• SOURCE PASSAGE:
═══

# Useful knitting tips



## Megan UK (Jun 22, 2013)

http://karensknittingtips.blogspot.co.uk/?m=1
Don't know if this has been listed before, but there are some really handy, simple tips I've already found useful
Megan


----------



## JeanBlain (Mar 21, 2013)

Thank you. I don't remember if it was submitted before, but I thank you and have saved it in my favorites.


----------



## yover8 (Oct 21, 2011)

I love her site! Lots of things to make knitting a little easier, or more intuitive. Like this gem:


An easy way to remember which way a decrease slants is by using this logic. A left slanting decrease is an SSK which has a left slant (the S) in the middle of it. A right slanting decrease is a K2tog which has a right slant (the 2).
See: S2 = \ /. Left slant, right slant.


----------



## breeze075 (May 12, 2012)

Thank you for sharing. Definitely useful!


----------



## Beth72 (Sep 23, 2012)

thank you I too have saved this. Since I am self taught any help I can get is greatly appreciated.


----------



## 111276 (Feb 22, 2014)

wow - thanks!


----------



## Deb-Babbles (Mar 4, 2011)

Great info. Thanks for posting.


----------



## Janeway (Nov 22, 2011)

Thanks as I bookmarked it.


----------



## Isuel (Sep 27, 2011)

Thank you!


----------



## vershi (Nov 25, 2012)

═══

• DATA ROWS:
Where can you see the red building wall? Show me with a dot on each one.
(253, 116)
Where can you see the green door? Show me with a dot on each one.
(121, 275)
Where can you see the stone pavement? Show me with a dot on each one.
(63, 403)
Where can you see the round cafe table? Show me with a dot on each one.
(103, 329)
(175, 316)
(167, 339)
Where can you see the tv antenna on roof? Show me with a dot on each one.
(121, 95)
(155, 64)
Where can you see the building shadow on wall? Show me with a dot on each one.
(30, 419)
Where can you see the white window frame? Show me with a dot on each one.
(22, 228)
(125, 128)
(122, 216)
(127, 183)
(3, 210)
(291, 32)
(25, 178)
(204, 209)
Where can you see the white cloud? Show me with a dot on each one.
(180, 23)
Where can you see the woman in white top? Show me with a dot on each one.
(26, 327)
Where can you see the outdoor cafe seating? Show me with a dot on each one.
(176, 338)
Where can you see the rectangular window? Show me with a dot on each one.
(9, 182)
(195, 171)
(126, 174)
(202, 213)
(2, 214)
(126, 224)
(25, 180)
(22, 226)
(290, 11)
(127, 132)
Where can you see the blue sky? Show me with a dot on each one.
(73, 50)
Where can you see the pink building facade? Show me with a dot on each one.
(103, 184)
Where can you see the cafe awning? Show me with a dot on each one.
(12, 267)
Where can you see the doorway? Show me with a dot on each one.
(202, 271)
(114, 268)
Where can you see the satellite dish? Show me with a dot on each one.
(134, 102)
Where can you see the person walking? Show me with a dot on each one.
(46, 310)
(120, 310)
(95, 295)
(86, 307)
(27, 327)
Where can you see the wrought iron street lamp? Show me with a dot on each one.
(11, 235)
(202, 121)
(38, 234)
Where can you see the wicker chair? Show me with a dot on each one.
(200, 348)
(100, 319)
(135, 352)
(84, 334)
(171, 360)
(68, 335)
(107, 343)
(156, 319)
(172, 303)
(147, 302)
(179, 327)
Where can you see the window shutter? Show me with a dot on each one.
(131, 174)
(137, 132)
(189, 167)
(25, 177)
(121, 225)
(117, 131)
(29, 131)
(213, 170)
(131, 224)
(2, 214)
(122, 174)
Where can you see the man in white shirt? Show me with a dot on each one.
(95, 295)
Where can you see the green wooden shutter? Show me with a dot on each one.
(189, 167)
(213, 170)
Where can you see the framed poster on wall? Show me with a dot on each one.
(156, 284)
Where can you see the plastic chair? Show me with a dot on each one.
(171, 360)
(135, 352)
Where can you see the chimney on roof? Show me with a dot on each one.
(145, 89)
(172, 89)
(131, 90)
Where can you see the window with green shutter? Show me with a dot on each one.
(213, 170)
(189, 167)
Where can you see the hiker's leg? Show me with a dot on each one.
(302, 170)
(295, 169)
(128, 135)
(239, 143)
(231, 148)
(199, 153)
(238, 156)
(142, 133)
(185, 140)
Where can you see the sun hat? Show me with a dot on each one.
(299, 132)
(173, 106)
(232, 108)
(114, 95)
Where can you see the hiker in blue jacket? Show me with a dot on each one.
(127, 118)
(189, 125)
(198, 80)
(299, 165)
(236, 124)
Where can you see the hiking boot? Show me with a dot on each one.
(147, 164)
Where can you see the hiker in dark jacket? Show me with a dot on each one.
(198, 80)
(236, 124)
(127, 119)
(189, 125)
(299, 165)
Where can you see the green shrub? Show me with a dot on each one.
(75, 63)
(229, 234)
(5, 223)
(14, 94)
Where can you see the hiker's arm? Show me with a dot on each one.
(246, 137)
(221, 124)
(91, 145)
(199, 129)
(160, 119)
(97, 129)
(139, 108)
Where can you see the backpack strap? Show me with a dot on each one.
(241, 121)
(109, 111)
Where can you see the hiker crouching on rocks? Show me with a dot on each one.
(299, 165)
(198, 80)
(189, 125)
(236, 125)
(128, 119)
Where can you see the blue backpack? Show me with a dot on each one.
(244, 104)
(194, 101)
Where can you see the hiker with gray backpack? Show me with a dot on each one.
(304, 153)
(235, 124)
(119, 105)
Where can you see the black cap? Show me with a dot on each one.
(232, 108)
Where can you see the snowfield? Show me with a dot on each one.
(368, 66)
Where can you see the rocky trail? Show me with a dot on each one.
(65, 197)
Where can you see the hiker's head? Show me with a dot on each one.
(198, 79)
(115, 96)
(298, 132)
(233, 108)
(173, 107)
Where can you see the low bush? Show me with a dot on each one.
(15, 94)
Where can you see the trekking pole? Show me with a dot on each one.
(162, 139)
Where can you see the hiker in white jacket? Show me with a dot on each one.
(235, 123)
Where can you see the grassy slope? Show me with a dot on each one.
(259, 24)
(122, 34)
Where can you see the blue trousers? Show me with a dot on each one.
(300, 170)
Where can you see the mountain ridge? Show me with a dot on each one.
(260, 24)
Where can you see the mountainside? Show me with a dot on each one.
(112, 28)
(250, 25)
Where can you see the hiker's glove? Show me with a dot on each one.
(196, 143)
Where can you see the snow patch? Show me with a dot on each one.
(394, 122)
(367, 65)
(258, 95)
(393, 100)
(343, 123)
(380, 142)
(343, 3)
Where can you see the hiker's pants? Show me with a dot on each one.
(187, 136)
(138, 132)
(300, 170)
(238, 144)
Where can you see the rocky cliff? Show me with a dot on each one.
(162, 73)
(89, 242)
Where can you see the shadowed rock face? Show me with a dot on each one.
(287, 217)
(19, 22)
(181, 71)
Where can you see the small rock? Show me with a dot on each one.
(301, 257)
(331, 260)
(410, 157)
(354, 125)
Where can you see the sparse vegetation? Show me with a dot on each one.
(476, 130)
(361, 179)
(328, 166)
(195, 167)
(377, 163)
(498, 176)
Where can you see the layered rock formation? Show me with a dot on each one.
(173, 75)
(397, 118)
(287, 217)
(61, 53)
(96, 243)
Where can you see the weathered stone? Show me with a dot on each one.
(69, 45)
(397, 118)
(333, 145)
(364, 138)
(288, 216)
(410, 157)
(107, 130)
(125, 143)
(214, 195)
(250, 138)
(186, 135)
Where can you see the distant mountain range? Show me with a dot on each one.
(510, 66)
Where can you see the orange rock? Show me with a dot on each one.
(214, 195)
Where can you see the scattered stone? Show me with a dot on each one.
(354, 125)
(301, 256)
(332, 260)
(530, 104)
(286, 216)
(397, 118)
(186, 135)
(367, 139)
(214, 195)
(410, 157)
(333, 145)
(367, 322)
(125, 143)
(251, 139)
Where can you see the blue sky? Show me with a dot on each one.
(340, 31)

═══

• CHALLENGE 1:
Repeat the part of the knitting tips thread starting with "I love her site!" and going on through "slant (the 2).".
• CHALLENGE 2:
Return every line of the listing that contains the word "chair".
The knitting tips thread and the listing have no connection to each other.

• FULL ANSWER 1:
I love her site! Lots of things to make knitting a little easier, or more intuitive. Like this gem:


An easy way to remember which way a decrease slants is by using this logic. A left slanting decrease is an SSK which has a left slant (the S) in the middle of it. A right slanting decrease is a K2tog which has a right slant (the 2).

• FULL ANSWER 2:
Where can you see the wicker chair? Show me with a dot on each one.
Where can you see the plastic chair? Show me with a dot on each one.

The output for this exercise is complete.